[Point annotation dataset records]
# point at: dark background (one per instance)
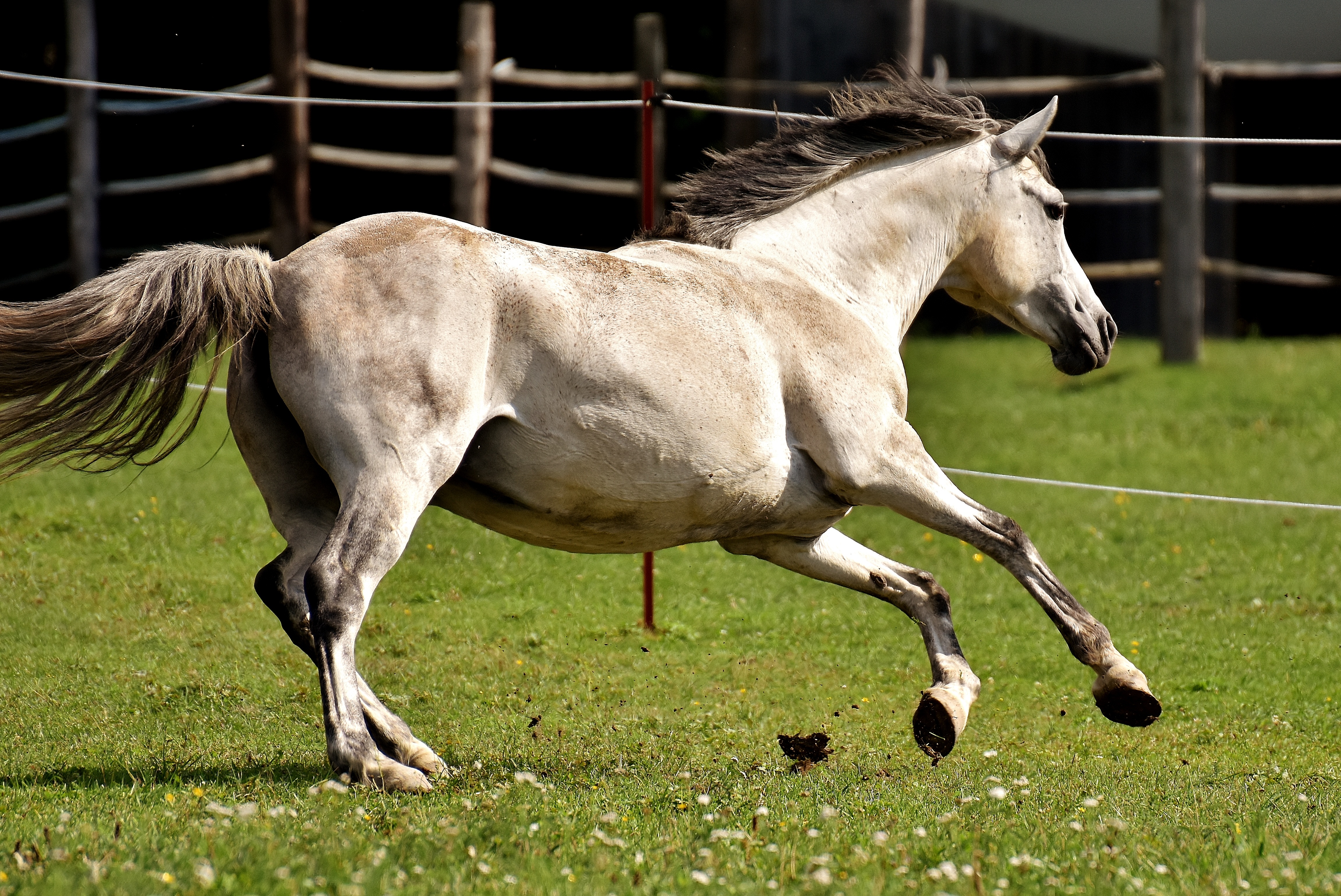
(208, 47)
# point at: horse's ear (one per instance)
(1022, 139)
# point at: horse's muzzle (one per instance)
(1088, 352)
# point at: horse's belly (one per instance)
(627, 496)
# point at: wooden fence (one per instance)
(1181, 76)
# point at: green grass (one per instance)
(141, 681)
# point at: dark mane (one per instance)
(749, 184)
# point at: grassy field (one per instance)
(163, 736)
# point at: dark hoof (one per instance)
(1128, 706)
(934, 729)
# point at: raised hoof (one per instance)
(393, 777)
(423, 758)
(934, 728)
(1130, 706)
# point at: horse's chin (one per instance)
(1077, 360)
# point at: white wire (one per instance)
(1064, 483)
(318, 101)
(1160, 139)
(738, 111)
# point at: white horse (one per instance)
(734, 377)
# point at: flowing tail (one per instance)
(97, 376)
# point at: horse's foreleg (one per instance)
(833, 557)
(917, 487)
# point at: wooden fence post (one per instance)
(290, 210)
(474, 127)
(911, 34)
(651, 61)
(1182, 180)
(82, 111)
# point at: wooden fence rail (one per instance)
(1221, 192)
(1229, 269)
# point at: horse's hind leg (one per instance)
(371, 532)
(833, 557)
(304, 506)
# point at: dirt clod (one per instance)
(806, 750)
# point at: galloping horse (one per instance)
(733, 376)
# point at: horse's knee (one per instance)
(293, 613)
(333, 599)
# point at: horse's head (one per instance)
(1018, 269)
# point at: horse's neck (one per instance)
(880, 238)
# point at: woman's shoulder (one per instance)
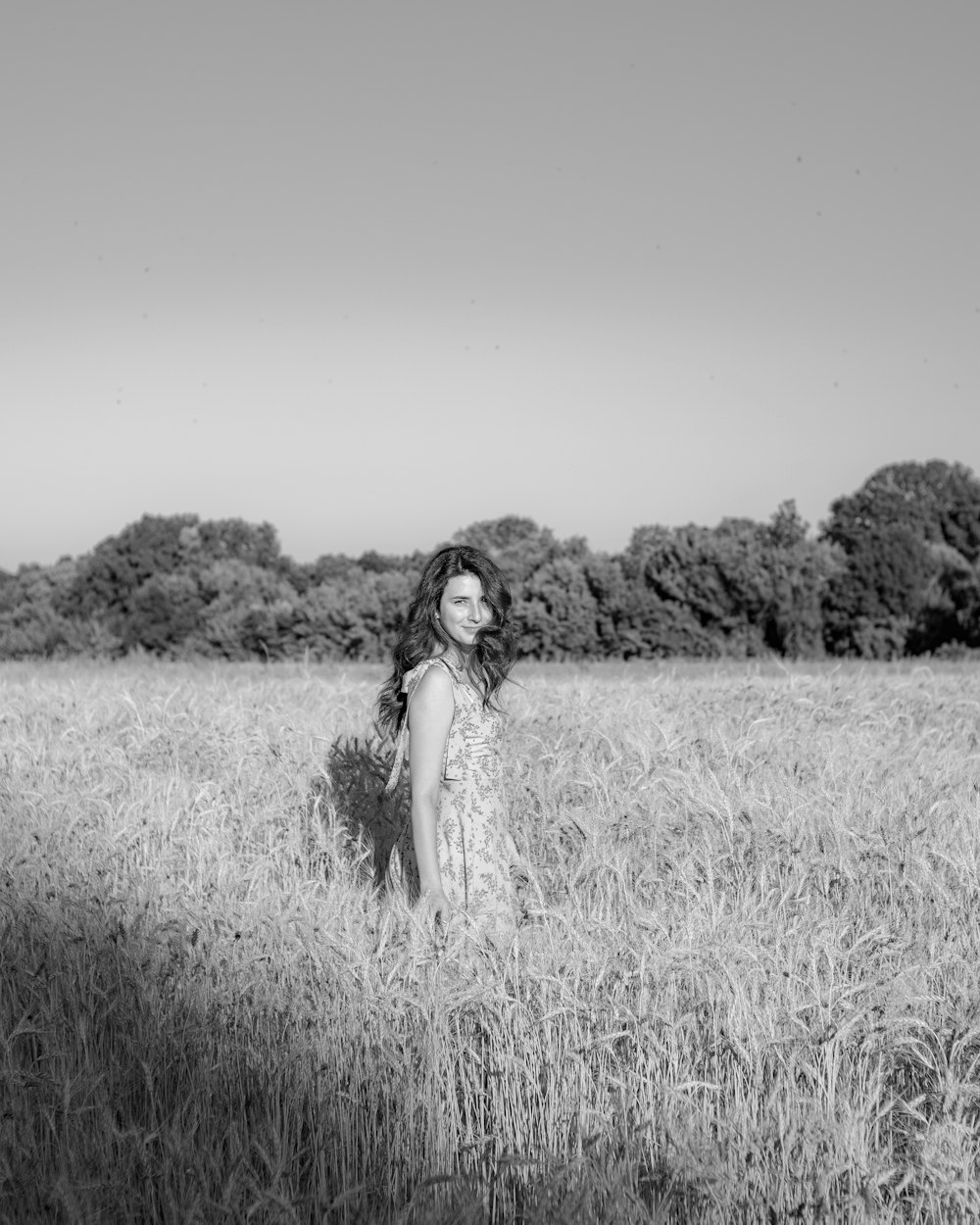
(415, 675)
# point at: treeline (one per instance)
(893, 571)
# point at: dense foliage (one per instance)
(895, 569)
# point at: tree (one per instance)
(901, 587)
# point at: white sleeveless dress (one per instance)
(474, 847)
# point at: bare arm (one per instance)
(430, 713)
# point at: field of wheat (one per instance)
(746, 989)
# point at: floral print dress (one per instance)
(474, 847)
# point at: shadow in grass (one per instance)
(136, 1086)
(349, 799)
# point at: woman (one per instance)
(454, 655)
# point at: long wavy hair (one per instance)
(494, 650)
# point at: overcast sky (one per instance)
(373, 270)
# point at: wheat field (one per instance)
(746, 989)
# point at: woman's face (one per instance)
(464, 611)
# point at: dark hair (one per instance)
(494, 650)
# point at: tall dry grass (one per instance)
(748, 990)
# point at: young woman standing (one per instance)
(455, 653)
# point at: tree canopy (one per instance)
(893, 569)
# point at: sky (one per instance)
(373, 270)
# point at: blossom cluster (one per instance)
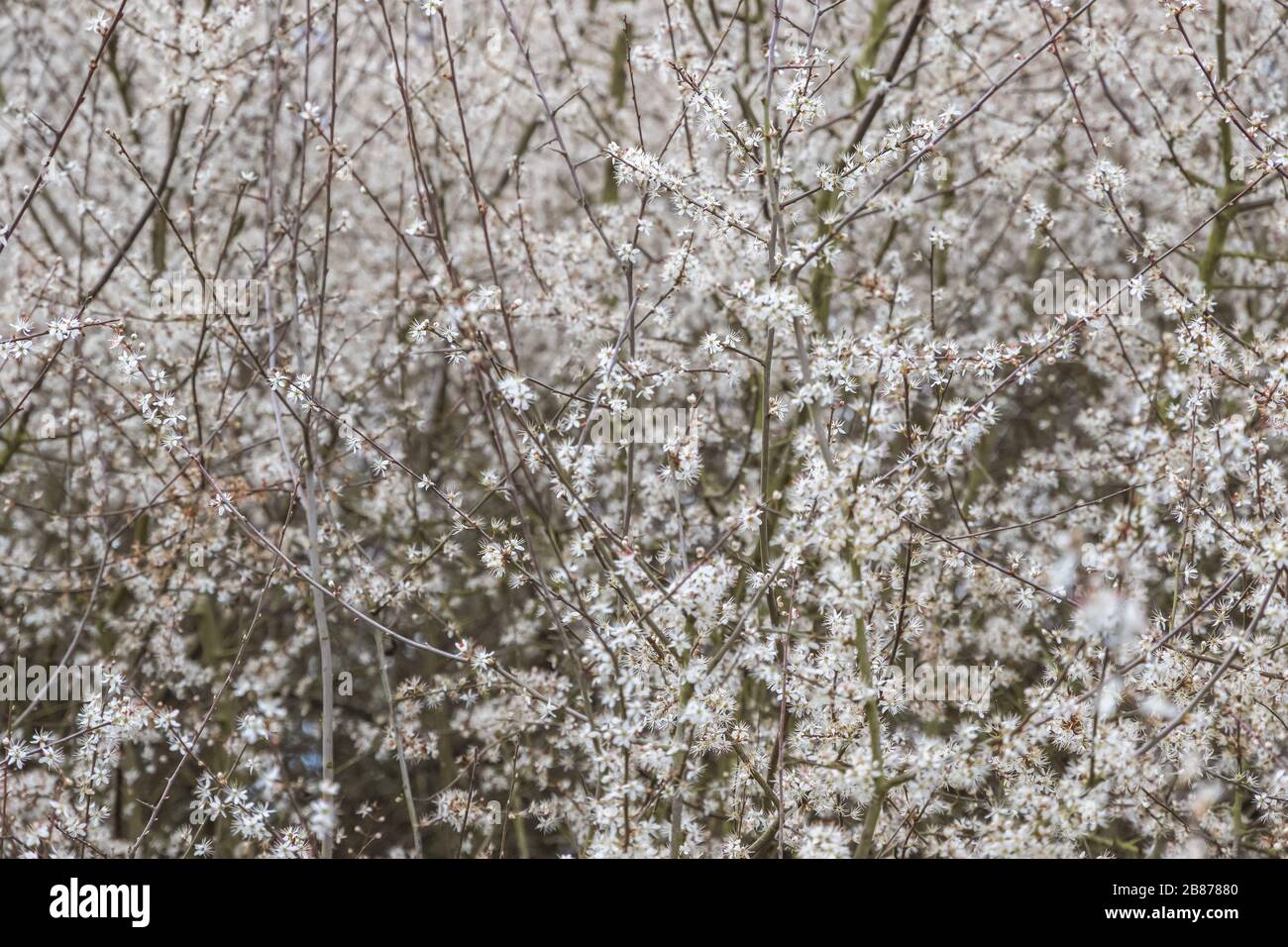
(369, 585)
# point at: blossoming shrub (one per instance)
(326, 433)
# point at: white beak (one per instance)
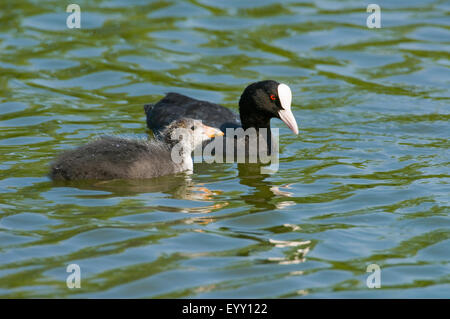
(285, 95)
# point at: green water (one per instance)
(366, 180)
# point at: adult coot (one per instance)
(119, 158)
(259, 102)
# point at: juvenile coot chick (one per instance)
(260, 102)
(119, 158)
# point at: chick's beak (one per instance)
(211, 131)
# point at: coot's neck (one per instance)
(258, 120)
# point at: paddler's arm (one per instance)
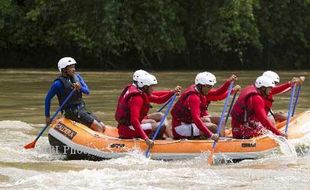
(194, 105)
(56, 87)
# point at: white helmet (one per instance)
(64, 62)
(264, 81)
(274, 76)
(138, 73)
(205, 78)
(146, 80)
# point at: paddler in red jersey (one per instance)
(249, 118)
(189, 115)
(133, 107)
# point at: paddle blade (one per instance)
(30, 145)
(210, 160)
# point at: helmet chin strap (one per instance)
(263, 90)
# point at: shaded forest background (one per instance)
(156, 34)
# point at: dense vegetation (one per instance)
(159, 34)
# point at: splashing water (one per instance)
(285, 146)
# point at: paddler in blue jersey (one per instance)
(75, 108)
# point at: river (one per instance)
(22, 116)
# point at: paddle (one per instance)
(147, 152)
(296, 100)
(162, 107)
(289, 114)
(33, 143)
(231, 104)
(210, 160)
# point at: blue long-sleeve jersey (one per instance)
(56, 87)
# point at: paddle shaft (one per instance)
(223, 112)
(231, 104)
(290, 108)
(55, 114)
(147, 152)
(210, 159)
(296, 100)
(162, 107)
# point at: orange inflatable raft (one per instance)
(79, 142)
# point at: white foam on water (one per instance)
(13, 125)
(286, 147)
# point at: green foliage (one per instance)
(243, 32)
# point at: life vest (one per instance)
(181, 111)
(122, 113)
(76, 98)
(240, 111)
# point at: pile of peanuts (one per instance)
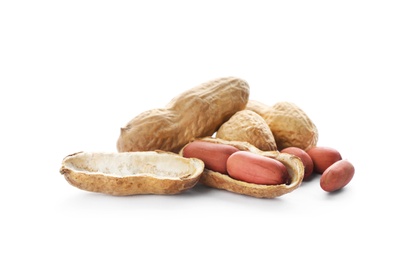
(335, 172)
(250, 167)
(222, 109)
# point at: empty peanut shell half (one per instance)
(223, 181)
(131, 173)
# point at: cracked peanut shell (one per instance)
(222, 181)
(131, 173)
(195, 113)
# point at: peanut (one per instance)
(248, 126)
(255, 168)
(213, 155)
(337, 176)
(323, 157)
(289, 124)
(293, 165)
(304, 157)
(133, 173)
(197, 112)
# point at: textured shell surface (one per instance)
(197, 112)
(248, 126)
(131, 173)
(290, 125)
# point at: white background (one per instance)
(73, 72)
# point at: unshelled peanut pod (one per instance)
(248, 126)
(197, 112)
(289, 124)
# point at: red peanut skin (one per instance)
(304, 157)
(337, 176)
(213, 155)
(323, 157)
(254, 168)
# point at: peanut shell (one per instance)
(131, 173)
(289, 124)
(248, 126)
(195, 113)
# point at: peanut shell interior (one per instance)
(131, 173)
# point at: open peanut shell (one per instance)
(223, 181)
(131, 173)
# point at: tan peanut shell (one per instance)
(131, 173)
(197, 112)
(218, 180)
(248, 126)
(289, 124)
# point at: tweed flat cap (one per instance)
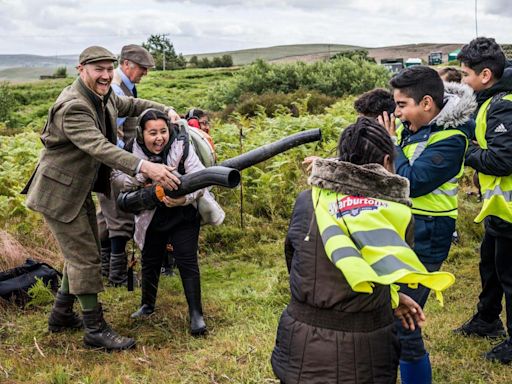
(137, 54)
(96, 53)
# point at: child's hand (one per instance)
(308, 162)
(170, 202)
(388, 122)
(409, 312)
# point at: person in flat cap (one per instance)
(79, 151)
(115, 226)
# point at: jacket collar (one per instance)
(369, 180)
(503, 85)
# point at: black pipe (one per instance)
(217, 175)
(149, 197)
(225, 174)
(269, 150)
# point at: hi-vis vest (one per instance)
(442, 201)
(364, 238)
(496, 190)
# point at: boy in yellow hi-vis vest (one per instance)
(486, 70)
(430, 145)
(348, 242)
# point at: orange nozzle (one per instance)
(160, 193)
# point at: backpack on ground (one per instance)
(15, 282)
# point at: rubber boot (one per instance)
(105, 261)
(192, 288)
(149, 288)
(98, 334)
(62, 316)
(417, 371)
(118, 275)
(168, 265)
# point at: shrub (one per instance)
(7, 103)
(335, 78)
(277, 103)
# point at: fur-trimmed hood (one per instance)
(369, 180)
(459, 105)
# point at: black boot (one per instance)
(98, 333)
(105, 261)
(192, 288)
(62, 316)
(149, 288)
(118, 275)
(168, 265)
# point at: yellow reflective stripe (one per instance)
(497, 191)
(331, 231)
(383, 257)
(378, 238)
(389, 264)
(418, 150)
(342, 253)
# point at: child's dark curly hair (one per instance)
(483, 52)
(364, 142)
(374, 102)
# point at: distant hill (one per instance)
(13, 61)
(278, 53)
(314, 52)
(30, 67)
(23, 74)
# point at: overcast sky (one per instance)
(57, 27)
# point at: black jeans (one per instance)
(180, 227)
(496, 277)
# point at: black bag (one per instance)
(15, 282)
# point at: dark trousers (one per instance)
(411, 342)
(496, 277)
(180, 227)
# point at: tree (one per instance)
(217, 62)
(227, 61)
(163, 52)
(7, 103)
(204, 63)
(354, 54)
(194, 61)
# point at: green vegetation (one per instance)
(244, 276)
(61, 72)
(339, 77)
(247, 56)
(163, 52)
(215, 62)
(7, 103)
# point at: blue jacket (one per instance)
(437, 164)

> What the exercise asks: Transcribe the material exactly, keeping every word and none of the pictures.

> Task answer:
# point at: dark background (one per instance)
(208, 47)
# point at: horse's ear (one per instance)
(1022, 139)
# point at: horse's muzzle (one per instance)
(1088, 352)
# point at: horse's belly (one per instance)
(627, 496)
# point at: wooden fence (one per instance)
(1181, 76)
# point at: green grass (one per instance)
(141, 681)
# point at: dark mane (one per instance)
(749, 184)
# point at: grassy field (one per instance)
(163, 736)
# point at: dark hoof (one per instance)
(1128, 706)
(934, 729)
# point at: raised hoof (one per instance)
(393, 777)
(423, 758)
(934, 728)
(1130, 706)
# point at: horse's chin (one per instance)
(1077, 360)
# point at: white wire (one per instance)
(1064, 483)
(318, 101)
(1160, 139)
(738, 111)
# point at: white horse (one per instance)
(734, 377)
# point at: flowing tail (one per instance)
(97, 376)
# point at: horse's foreleg (one per instance)
(833, 557)
(917, 487)
# point at: wooden fence post (one per instance)
(290, 210)
(474, 127)
(911, 34)
(651, 61)
(1182, 180)
(82, 111)
# point at: wooden fence rail (one per instance)
(1221, 192)
(1229, 269)
# point at: horse's hind leg (one per instance)
(371, 532)
(833, 557)
(304, 506)
# point at: dirt clod (one per instance)
(806, 750)
# point at: galloping horse (one per instance)
(733, 376)
# point at: horse's knee (one per instance)
(293, 613)
(333, 599)
# point at: horse's head (one per instance)
(1018, 269)
# point at: horse's neck (one per instance)
(880, 238)
# point at: woman's shoulder (one per instance)
(415, 675)
# point at: treeline (one per instance)
(893, 571)
# point at: dense foliage (one per instance)
(895, 569)
# point at: tree (one per instance)
(901, 587)
# point at: white sleeveless dress (one per instance)
(474, 847)
# point at: bare arm (one per instance)
(430, 713)
# point at: field of wheat (one per instance)
(746, 989)
# point at: floral print dress (one per instance)
(474, 847)
# point at: shadow in grass (one per instance)
(136, 1086)
(349, 799)
# point at: woman (one per instance)
(454, 655)
# point at: long wavy hair (one per instance)
(494, 650)
# point at: overcast sky (one per instance)
(373, 270)
# point at: wheat field (one per instance)
(746, 989)
# point at: woman's face (one per instance)
(464, 611)
# point at: dark hair (one per instance)
(494, 650)
# point at: tall dry grass (one per instance)
(748, 990)
# point at: young woman standing (one per instance)
(455, 653)
# point at: tree canopy (one per instance)
(893, 569)
# point at: sky (one per instance)
(373, 270)
# point at: blossom cluster (one per instance)
(369, 585)
# point at: blossoming shrub (one per instance)
(326, 433)
# point at: white beak (one per instance)
(285, 95)
# point at: green water (one per instance)
(366, 180)
# point at: adult coot (one per instance)
(119, 158)
(259, 102)
# point at: juvenile coot chick (one per instance)
(260, 102)
(119, 158)
# point at: chick's beak (one per instance)
(211, 131)
# point at: coot's neck (one per instance)
(258, 120)
# point at: paddler's arm (one per instance)
(194, 105)
(56, 87)
# point at: white helmet (one per instance)
(64, 62)
(264, 81)
(274, 76)
(138, 73)
(205, 78)
(146, 80)
# point at: paddler in red jersey (one per instance)
(249, 118)
(189, 115)
(133, 107)
# point at: paddle blade (one per instance)
(30, 145)
(210, 160)
# point at: helmet chin strap (one per instance)
(263, 90)
# point at: shaded forest background (one per instance)
(156, 34)
# point at: dense vegetation (one per instance)
(159, 34)
# point at: splashing water (one per instance)
(285, 146)
# point at: paddler in blue jersey (one per instance)
(75, 108)
# point at: river (one per instance)
(22, 116)
# point at: paddle (one per instance)
(147, 152)
(296, 100)
(162, 107)
(289, 114)
(33, 143)
(231, 104)
(210, 160)
# point at: blue long-sleeve jersey (one per instance)
(56, 87)
# point at: paddle shaft (one per instance)
(223, 112)
(231, 104)
(290, 108)
(55, 114)
(147, 152)
(210, 159)
(296, 100)
(162, 107)
# point at: orange inflatable raft (one per instance)
(79, 142)
# point at: white foam on water (one per instance)
(13, 125)
(286, 147)
# point at: green foliage (one per instance)
(243, 32)
# point at: life vest (one per instance)
(181, 111)
(122, 113)
(76, 98)
(240, 111)
# point at: pile of peanuts (one per instance)
(335, 172)
(250, 167)
(222, 109)
# point at: empty peanut shell half (one per instance)
(223, 181)
(131, 173)
# point at: cracked peanut shell (one per instance)
(222, 181)
(131, 173)
(195, 113)
# point at: peanut (one per instance)
(248, 126)
(255, 168)
(213, 155)
(337, 176)
(323, 157)
(289, 124)
(293, 165)
(304, 157)
(133, 173)
(197, 112)
# point at: textured shell surface (one per instance)
(197, 112)
(248, 126)
(131, 173)
(290, 125)
# point at: white background (one per instance)
(73, 72)
# point at: unshelled peanut pod (one per instance)
(248, 126)
(197, 112)
(289, 124)
# point at: red peanut skin (one per instance)
(304, 157)
(337, 176)
(213, 155)
(323, 157)
(254, 168)
# point at: peanut shell (one per instance)
(131, 173)
(289, 124)
(248, 126)
(195, 113)
# point at: peanut shell interior (one per instance)
(131, 173)
# point at: open peanut shell (one per instance)
(223, 181)
(131, 173)
# point at: tan peanut shell (one per instance)
(131, 173)
(197, 112)
(218, 180)
(248, 126)
(289, 124)
# point at: tweed flat cap (one per instance)
(137, 54)
(96, 53)
# point at: child's hand (one per instance)
(308, 162)
(170, 202)
(388, 122)
(409, 312)
# point at: person in flat cap (one per instance)
(79, 151)
(115, 226)
# point at: jacket collar (one per instance)
(369, 180)
(503, 85)
# point at: black pipe (one per instance)
(217, 175)
(149, 197)
(225, 174)
(269, 150)
# point at: hi-vis vest (one per instance)
(442, 201)
(364, 238)
(496, 190)
# point at: boy in yellow hi-vis vest (one per instance)
(486, 70)
(430, 145)
(348, 242)
# point at: orange nozzle (one per instance)
(160, 193)
# point at: backpack on ground (one per instance)
(15, 282)
# point at: rubber boot (one per instance)
(105, 261)
(192, 288)
(149, 288)
(98, 334)
(62, 316)
(417, 371)
(118, 275)
(168, 265)
# point at: shrub (one per instance)
(7, 103)
(335, 78)
(277, 103)
# point at: fur-trimmed hood (one per instance)
(369, 180)
(459, 105)
# point at: black boot (one per instance)
(98, 333)
(105, 261)
(192, 288)
(62, 316)
(149, 288)
(118, 275)
(168, 265)
# point at: yellow reflective stripe (one per instance)
(497, 191)
(331, 231)
(383, 257)
(378, 238)
(389, 264)
(418, 150)
(342, 253)
# point at: child's dark curly hair (one per instance)
(483, 52)
(364, 142)
(374, 102)
# point at: distant hill (one per instance)
(13, 61)
(278, 53)
(314, 52)
(30, 67)
(23, 74)
# point at: overcast sky (one per instance)
(57, 27)
# point at: black jeans (one per instance)
(180, 227)
(496, 277)
# point at: black bag (one per instance)
(15, 282)
# point at: dark trousers (one per instance)
(411, 342)
(496, 277)
(180, 227)
# point at: tree (one per instance)
(217, 62)
(227, 61)
(163, 52)
(7, 103)
(204, 63)
(354, 54)
(194, 61)
# point at: green vegetation (one per instance)
(244, 276)
(61, 72)
(339, 77)
(247, 56)
(163, 52)
(215, 62)
(7, 103)
# point at: blue jacket (one per instance)
(437, 164)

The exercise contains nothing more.